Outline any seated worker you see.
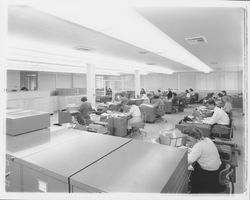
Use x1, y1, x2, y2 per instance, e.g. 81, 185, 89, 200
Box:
141, 94, 150, 104
152, 95, 165, 117
172, 92, 178, 106
183, 127, 225, 193
156, 89, 162, 96
140, 88, 146, 95
127, 102, 142, 132
203, 99, 230, 126
118, 93, 128, 112
185, 90, 191, 98
199, 92, 214, 104
167, 88, 173, 99
189, 88, 194, 96
221, 90, 227, 96
221, 96, 232, 113
77, 97, 95, 125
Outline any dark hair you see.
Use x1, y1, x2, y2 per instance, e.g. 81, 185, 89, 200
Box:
221, 90, 227, 95
81, 97, 87, 102
183, 127, 203, 140
218, 93, 223, 97
207, 99, 216, 105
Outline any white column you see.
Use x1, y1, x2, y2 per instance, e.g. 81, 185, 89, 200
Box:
177, 72, 181, 91
0, 0, 8, 191
87, 64, 96, 107
135, 70, 141, 97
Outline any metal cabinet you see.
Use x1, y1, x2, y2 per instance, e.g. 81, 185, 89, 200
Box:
6, 110, 50, 135
5, 154, 22, 192
18, 131, 131, 192
70, 140, 188, 193
5, 129, 82, 192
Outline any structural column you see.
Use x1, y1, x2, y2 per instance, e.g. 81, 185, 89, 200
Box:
0, 0, 8, 191
87, 64, 96, 107
135, 70, 141, 97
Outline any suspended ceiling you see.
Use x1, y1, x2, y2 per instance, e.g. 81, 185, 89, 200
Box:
8, 6, 244, 72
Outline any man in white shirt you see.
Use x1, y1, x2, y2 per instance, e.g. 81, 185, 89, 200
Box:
184, 127, 225, 193
127, 105, 142, 130
203, 99, 230, 126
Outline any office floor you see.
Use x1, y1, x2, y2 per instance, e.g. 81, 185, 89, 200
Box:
51, 105, 246, 193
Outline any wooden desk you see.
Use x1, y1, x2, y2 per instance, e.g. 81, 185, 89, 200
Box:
175, 122, 211, 137
7, 91, 50, 113
9, 129, 131, 192
5, 129, 82, 192
6, 110, 50, 135
128, 99, 143, 106
139, 104, 157, 122
107, 114, 128, 137
70, 140, 188, 193
232, 97, 243, 108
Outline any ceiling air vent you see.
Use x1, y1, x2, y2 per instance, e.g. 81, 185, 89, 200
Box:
75, 46, 94, 51
185, 36, 207, 45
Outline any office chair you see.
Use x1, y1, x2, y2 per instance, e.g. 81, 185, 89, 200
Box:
130, 121, 147, 139
219, 163, 234, 194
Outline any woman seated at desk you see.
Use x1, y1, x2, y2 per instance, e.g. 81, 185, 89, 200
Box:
127, 102, 142, 132
77, 97, 95, 125
152, 95, 165, 117
221, 96, 232, 113
203, 99, 230, 126
118, 93, 128, 112
183, 127, 225, 193
141, 94, 150, 104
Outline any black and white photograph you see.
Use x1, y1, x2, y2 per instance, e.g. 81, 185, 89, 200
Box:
0, 0, 250, 200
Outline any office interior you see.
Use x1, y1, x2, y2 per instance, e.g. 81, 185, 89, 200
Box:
1, 1, 248, 198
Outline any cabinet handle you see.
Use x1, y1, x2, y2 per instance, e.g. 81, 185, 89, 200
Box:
5, 172, 11, 178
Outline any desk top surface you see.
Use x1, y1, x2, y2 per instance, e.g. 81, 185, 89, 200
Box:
70, 140, 187, 193
16, 129, 131, 181
6, 128, 82, 158
6, 110, 49, 119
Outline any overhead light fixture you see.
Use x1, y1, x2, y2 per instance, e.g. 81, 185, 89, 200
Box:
74, 46, 95, 51
12, 1, 212, 72
8, 37, 174, 74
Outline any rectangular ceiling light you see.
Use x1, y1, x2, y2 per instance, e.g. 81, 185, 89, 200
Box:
13, 1, 212, 72
8, 37, 174, 74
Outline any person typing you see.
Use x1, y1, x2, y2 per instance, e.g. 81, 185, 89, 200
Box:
183, 127, 225, 193
203, 99, 230, 126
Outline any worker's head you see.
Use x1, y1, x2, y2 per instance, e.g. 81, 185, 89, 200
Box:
221, 96, 231, 103
206, 99, 216, 110
218, 93, 223, 98
221, 90, 227, 96
81, 97, 87, 102
183, 127, 204, 141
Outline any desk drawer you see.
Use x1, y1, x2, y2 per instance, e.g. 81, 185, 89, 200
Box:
23, 166, 69, 192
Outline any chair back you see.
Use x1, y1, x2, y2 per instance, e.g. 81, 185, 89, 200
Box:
219, 163, 234, 193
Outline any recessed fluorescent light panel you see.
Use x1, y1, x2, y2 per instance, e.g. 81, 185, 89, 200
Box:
8, 37, 173, 74
14, 0, 212, 72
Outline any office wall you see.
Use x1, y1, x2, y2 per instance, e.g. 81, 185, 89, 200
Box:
38, 72, 56, 91
141, 71, 243, 92
196, 71, 243, 92
141, 73, 178, 91
73, 74, 87, 88
56, 73, 72, 88
179, 72, 196, 90
6, 70, 20, 91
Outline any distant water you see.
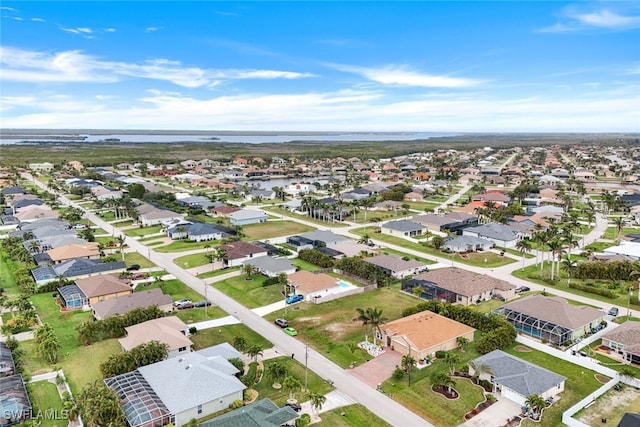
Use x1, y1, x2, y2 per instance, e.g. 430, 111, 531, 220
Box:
0, 132, 457, 144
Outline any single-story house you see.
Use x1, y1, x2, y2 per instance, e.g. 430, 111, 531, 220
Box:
380, 219, 427, 237
362, 255, 427, 279
289, 270, 352, 303
46, 242, 100, 264
75, 274, 133, 305
401, 267, 516, 305
602, 320, 640, 364
494, 295, 606, 346
442, 236, 493, 253
377, 311, 475, 360
104, 343, 246, 427
229, 209, 267, 226
199, 398, 299, 427
469, 350, 566, 406
243, 256, 296, 277
118, 316, 193, 357
91, 288, 173, 320
462, 222, 521, 249
220, 241, 268, 267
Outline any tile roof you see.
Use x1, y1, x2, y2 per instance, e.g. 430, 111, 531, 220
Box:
502, 295, 604, 330
76, 274, 131, 298
475, 350, 566, 397
413, 267, 515, 297
380, 311, 474, 351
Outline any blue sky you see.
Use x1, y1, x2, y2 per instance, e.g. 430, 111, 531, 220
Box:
0, 0, 640, 132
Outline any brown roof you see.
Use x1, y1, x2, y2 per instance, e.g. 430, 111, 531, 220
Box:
93, 288, 173, 319
76, 274, 131, 298
289, 270, 338, 295
503, 295, 604, 330
220, 241, 267, 260
602, 320, 640, 354
118, 316, 193, 351
413, 267, 515, 297
380, 311, 474, 350
47, 242, 100, 262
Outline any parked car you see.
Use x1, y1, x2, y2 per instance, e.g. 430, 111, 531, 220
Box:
283, 327, 298, 337
173, 298, 193, 307
176, 301, 195, 310
285, 403, 302, 412
275, 318, 289, 328
285, 294, 304, 304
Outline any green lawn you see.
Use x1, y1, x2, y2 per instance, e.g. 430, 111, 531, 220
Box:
351, 227, 516, 268
134, 279, 204, 302
315, 403, 391, 427
154, 240, 211, 253
242, 221, 315, 240
505, 344, 602, 427
253, 356, 333, 406
189, 323, 273, 350
265, 285, 418, 368
173, 252, 211, 268
123, 225, 162, 237
27, 381, 64, 427
213, 274, 284, 308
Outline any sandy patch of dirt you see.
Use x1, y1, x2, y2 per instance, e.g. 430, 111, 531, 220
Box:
578, 386, 640, 426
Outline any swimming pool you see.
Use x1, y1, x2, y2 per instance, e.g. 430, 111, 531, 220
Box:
336, 280, 351, 288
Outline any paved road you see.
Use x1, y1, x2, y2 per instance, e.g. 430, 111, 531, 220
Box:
27, 175, 432, 427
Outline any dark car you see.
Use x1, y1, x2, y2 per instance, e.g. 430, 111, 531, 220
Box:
285, 403, 302, 412
176, 302, 195, 310
285, 294, 304, 304
275, 318, 289, 328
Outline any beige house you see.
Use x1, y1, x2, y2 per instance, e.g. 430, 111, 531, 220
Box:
76, 274, 133, 305
46, 242, 100, 264
118, 316, 193, 357
378, 311, 475, 360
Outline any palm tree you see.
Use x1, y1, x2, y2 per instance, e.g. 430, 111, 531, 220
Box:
442, 351, 460, 375
402, 354, 416, 387
431, 371, 456, 393
233, 335, 247, 352
560, 255, 578, 286
266, 360, 289, 388
307, 391, 327, 417
516, 237, 533, 271
247, 344, 263, 363
524, 394, 546, 414
282, 375, 302, 399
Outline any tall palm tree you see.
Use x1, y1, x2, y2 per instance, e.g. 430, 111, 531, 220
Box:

* _Task directions_
Copy out the lines of the records word for word, from the line containing "Outline any palm tree you see." through the end of the records, with both ends included.

* _Result for this exercise_
Outline any palm tree you see.
Use x1, y1, x2, y2 per instance, e.g. 430, 111, 531, 220
Box:
442, 351, 460, 375
402, 354, 416, 387
431, 371, 456, 393
233, 335, 247, 352
560, 255, 578, 286
266, 360, 289, 388
307, 391, 327, 417
516, 237, 533, 271
247, 344, 263, 363
524, 394, 546, 414
282, 375, 302, 399
Outline any tall palm tree you see.
Use x1, y1, x2, y2 per instance, e.g. 430, 111, 531, 220
Box:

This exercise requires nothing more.